PROBLEM DESCRIPTION: With no line left out, restate the data word for word.

DATA TO EXAMINE:
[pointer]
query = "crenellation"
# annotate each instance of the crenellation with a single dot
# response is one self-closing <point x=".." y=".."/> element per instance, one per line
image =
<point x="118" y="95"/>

ANSWER SPACE:
[pointer]
query = "crenellation"
# annotate each instance of the crenellation with a single dot
# response is one self-closing <point x=".." y=".."/> element per instance, one per line
image =
<point x="118" y="95"/>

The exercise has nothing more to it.